[Start of section]
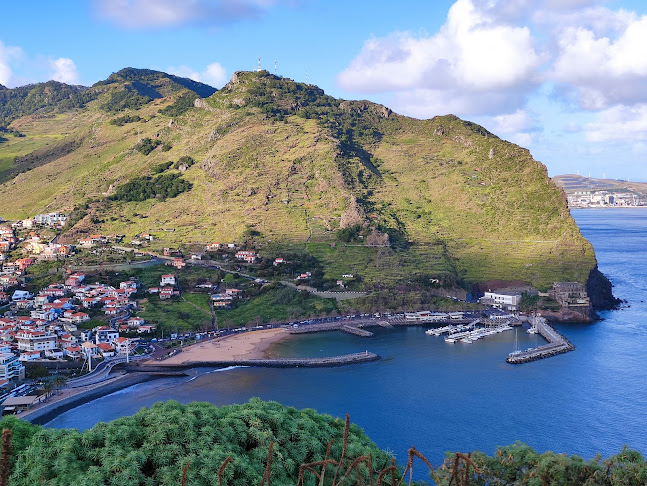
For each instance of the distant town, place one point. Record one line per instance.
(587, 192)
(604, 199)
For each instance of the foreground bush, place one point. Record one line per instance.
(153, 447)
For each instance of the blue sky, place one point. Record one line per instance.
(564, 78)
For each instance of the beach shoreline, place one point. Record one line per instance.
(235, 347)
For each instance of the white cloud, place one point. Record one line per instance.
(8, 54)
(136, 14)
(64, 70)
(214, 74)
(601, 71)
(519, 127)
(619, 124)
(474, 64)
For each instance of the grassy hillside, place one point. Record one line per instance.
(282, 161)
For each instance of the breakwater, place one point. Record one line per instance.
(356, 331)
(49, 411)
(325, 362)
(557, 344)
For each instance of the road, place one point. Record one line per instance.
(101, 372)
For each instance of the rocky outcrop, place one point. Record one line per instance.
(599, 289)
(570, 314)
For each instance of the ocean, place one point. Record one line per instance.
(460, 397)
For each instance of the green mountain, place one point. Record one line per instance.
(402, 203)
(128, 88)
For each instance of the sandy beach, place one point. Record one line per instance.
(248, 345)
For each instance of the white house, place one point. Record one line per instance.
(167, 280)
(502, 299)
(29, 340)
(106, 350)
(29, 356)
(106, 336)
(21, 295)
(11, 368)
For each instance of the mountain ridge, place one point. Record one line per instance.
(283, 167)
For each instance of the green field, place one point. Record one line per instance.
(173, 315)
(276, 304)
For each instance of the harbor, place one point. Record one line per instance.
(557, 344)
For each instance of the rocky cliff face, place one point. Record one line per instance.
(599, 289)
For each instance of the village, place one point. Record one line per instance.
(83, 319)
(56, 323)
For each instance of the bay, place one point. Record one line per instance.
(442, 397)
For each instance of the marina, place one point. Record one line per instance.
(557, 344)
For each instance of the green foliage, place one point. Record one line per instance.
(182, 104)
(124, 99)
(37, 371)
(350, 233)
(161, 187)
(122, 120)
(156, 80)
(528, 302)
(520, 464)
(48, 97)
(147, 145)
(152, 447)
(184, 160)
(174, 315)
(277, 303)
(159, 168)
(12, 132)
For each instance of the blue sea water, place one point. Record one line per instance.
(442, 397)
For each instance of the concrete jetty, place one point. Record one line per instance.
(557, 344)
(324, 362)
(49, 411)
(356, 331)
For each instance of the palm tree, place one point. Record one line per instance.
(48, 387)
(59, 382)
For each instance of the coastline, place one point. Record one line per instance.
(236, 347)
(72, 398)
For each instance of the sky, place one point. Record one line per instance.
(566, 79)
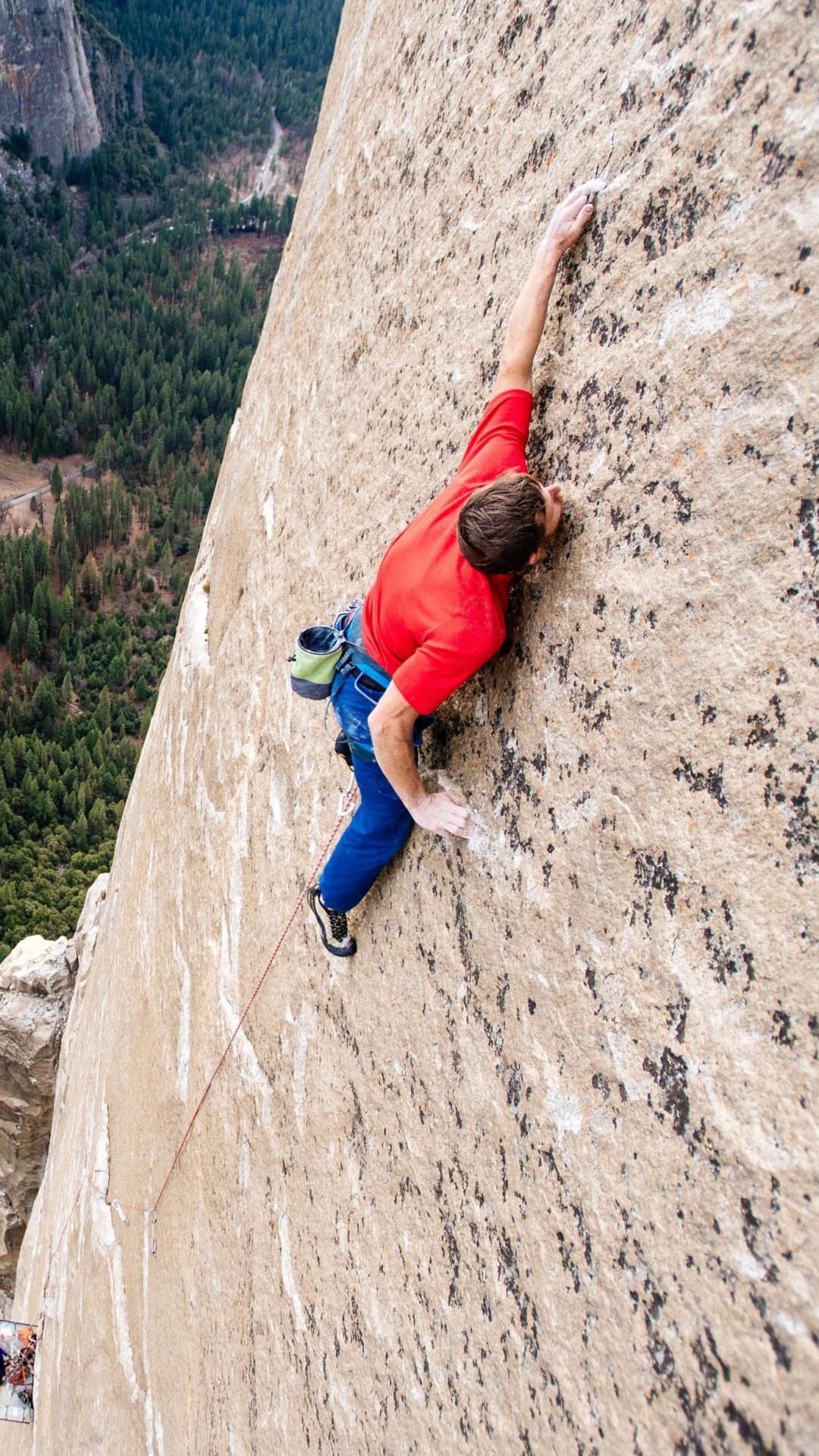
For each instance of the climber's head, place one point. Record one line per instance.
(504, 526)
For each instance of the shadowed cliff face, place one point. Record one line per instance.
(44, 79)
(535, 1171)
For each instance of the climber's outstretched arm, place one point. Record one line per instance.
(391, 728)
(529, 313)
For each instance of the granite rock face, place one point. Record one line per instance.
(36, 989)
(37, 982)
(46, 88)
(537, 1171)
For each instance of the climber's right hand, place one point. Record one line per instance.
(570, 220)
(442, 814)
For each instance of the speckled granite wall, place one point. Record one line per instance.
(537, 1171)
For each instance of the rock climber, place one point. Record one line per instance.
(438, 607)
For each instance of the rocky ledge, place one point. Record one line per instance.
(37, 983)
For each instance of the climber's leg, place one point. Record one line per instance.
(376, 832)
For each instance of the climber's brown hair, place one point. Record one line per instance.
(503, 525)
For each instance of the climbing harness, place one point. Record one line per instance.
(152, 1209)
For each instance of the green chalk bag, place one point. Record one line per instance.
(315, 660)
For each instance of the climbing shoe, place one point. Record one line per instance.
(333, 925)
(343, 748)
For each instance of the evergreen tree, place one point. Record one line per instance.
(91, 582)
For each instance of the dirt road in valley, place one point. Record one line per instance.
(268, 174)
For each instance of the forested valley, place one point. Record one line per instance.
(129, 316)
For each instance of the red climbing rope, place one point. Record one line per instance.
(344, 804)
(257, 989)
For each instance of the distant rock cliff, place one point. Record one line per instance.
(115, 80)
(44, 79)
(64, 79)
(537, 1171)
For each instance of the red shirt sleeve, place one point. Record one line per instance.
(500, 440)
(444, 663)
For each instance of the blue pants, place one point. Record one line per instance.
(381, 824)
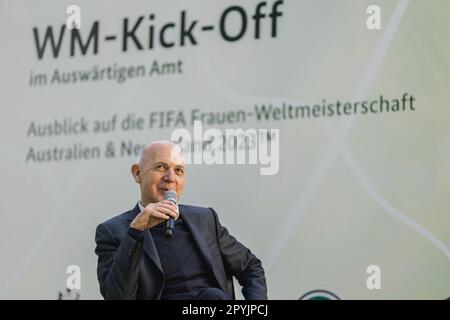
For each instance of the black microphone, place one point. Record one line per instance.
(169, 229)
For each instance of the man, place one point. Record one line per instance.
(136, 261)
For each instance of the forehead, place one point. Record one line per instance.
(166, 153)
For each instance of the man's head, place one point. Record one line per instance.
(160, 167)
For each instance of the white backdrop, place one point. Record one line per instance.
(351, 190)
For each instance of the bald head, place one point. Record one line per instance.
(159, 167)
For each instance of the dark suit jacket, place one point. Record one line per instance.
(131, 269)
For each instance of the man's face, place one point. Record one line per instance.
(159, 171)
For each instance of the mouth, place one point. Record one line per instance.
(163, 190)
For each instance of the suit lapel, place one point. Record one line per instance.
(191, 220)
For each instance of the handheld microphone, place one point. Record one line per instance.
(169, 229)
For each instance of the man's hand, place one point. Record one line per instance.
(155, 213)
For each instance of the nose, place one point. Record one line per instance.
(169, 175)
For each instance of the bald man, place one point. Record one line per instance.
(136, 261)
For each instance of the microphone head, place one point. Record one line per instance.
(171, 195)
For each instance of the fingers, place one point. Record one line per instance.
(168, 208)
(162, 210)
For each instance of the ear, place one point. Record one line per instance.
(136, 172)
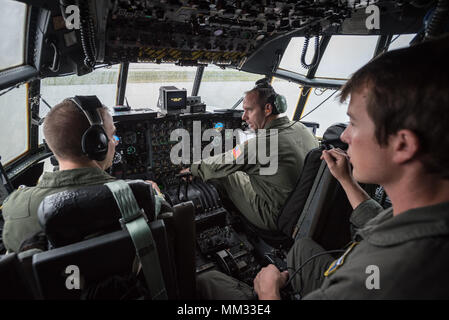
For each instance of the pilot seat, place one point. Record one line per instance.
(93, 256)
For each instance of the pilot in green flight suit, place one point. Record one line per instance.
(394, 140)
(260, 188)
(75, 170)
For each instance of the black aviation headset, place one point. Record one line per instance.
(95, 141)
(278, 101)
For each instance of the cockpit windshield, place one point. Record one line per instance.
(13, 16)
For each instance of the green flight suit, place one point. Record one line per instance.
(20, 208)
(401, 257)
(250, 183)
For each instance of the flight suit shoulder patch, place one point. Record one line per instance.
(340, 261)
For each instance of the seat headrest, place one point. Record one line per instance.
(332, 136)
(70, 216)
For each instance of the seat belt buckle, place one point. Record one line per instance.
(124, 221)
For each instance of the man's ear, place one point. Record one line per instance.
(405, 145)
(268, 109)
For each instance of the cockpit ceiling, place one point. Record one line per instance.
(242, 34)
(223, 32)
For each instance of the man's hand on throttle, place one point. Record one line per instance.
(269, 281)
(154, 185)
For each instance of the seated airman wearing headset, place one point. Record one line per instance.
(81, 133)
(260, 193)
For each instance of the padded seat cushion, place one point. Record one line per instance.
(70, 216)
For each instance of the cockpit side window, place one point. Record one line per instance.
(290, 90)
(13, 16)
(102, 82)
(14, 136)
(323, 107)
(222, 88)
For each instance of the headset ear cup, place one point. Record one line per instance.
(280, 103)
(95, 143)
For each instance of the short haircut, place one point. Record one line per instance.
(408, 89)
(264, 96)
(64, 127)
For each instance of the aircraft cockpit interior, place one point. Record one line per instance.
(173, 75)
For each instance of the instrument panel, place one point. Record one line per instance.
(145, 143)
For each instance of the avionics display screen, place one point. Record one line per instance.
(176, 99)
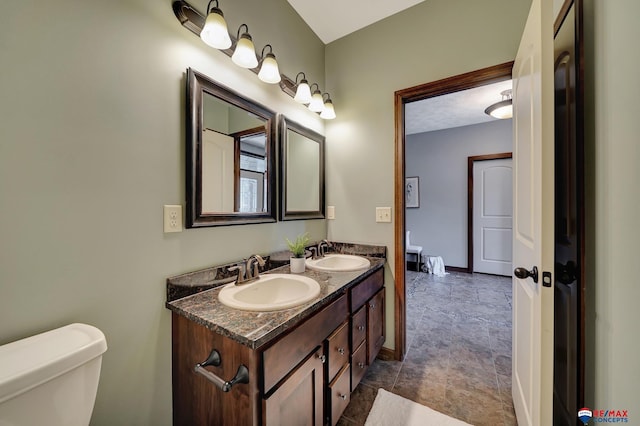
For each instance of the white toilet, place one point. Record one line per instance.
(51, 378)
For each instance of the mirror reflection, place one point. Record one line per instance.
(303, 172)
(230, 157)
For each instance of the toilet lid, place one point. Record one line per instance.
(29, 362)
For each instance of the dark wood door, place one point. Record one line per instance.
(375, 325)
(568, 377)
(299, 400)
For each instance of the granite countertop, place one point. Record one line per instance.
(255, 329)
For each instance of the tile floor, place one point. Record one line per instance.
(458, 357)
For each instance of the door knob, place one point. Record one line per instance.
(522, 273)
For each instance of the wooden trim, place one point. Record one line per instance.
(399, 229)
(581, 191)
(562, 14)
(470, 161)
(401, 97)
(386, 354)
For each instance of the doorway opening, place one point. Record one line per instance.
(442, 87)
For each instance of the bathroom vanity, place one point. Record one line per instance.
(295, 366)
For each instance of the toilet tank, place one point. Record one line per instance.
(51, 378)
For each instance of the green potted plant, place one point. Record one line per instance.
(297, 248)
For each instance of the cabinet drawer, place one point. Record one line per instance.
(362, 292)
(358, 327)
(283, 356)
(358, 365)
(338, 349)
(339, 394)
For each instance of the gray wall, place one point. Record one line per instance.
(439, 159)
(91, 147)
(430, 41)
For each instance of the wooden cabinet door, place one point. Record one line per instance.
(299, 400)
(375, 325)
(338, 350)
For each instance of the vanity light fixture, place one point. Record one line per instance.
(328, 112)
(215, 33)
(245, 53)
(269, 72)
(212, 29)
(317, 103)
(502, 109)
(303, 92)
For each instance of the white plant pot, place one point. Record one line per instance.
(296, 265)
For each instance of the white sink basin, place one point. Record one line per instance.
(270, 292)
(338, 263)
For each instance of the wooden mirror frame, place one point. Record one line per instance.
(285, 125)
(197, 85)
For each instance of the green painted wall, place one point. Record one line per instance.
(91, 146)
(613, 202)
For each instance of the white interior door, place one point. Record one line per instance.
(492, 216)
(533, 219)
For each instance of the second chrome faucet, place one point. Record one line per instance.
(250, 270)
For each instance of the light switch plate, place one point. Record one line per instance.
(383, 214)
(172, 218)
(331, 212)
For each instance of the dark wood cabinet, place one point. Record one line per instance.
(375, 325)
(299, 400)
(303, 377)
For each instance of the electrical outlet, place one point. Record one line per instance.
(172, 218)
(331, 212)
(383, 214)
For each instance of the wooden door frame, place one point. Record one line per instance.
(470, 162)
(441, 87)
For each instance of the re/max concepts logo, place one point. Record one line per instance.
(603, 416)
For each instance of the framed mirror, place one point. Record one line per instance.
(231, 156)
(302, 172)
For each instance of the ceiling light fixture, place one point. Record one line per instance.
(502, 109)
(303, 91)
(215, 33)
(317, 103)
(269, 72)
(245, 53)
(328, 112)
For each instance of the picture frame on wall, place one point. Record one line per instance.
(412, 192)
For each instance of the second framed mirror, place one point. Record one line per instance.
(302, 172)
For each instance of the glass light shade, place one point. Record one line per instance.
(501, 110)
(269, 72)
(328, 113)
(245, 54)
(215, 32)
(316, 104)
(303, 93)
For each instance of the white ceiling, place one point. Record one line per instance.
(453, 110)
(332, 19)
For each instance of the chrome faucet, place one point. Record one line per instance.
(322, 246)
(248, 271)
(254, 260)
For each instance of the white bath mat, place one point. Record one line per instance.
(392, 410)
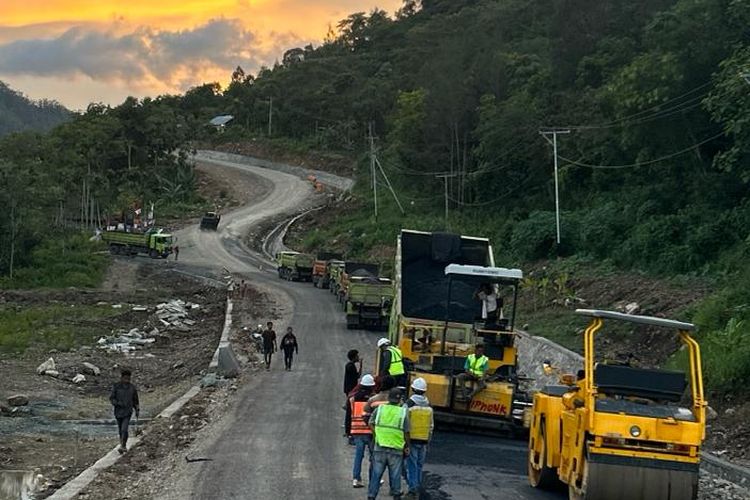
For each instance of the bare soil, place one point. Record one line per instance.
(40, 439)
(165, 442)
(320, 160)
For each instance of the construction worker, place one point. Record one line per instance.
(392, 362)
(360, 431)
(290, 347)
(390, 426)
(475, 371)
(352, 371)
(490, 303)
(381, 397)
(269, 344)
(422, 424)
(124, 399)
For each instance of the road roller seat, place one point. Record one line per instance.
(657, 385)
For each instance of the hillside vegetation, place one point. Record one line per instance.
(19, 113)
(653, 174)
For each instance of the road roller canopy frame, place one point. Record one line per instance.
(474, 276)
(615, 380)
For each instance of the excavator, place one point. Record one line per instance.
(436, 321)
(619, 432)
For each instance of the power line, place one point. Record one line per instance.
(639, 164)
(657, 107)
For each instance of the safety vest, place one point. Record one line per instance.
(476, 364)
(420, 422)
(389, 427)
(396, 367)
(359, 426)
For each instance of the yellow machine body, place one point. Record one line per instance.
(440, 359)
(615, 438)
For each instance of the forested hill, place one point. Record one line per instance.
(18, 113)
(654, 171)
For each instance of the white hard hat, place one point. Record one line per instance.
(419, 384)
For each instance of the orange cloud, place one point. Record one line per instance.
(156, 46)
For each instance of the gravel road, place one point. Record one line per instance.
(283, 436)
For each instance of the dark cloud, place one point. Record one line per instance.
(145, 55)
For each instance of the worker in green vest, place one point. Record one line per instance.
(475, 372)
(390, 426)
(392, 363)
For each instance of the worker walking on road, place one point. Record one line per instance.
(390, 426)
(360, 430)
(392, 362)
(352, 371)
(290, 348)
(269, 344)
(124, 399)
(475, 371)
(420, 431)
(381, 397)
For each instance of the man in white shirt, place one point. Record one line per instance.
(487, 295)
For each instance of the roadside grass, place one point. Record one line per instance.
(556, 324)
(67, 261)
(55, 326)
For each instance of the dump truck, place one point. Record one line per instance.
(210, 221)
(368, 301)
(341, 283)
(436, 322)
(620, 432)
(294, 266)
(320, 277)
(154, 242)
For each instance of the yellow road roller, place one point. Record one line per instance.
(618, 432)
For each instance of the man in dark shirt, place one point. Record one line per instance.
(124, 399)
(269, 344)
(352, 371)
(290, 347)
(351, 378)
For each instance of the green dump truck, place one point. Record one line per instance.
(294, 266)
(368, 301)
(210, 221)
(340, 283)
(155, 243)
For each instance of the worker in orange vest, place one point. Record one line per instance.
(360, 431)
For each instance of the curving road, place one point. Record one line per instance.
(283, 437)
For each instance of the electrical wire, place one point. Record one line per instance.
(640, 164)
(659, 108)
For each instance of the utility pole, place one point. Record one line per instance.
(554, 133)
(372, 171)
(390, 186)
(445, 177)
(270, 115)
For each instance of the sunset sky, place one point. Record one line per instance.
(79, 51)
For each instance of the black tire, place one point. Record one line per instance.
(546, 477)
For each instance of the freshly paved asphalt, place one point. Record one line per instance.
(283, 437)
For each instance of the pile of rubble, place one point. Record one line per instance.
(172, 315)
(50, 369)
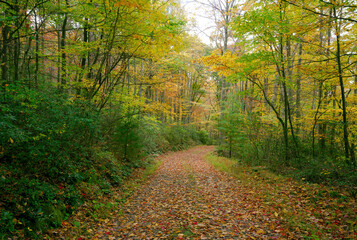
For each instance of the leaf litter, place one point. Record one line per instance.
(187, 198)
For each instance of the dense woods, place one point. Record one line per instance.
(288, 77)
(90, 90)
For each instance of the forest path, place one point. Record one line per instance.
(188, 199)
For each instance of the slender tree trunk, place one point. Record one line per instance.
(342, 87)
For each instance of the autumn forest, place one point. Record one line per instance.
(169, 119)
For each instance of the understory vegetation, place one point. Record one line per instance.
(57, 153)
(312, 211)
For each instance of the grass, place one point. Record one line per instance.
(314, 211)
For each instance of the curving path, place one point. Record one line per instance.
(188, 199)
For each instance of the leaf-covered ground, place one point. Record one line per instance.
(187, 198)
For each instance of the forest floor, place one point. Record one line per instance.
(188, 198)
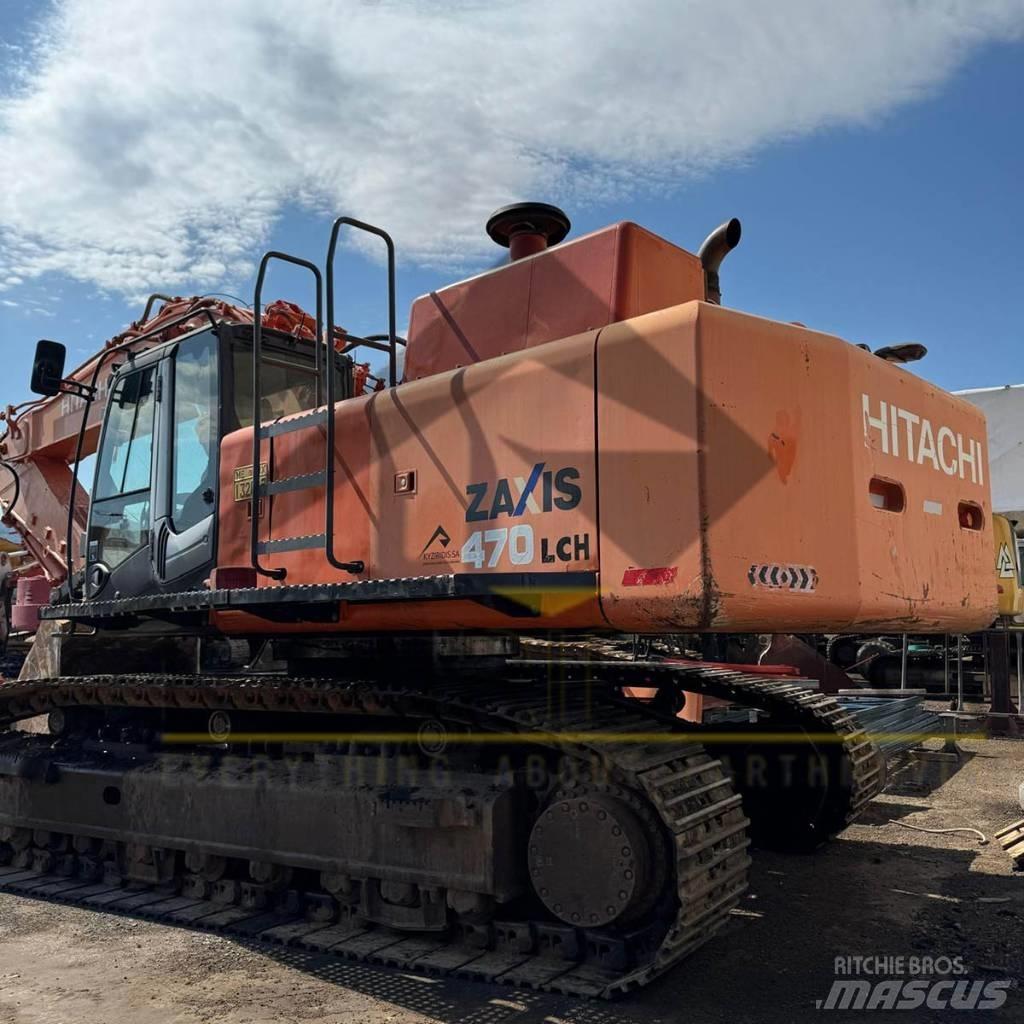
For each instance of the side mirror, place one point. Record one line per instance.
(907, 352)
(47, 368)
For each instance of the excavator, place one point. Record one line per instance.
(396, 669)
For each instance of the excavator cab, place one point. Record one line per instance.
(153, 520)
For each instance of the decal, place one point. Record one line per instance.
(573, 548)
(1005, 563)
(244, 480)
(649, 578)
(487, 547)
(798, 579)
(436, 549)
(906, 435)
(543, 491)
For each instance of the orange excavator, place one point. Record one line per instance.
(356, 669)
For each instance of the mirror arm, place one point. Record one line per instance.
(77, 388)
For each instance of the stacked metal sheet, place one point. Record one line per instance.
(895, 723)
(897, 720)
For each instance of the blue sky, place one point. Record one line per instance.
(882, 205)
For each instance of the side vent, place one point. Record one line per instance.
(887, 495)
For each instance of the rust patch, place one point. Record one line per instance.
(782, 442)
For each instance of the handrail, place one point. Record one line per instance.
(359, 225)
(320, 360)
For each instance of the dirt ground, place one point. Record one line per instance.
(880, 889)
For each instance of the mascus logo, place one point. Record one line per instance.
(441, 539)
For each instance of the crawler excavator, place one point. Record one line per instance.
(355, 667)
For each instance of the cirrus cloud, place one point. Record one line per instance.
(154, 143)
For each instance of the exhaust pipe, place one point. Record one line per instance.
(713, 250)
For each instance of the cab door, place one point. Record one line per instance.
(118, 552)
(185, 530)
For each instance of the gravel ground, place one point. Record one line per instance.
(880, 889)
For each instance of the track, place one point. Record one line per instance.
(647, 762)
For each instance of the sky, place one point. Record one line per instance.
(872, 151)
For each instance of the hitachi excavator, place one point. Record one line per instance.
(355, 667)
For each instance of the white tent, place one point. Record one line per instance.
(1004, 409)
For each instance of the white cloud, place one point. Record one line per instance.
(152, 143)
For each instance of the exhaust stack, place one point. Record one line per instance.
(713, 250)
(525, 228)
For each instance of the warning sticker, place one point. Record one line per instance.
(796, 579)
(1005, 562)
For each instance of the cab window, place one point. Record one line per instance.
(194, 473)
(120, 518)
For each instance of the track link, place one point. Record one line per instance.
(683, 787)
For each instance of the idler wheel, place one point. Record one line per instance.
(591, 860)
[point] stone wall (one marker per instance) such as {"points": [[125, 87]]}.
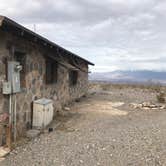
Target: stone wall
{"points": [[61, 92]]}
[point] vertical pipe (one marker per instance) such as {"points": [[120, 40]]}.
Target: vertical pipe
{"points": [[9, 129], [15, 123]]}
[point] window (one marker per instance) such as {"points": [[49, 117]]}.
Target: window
[End of section]
◆ PROBLEM STATEMENT ◆
Pull out every line of the records that includes the string "marker".

◆ ANSWER TO THE PROBLEM ◆
[point] stone wall (one marker per instance) such as {"points": [[125, 87]]}.
[point] vertical pipe (one marker per instance) such as {"points": [[120, 40]]}.
[point] window (one marker per instance) such as {"points": [[49, 117]]}.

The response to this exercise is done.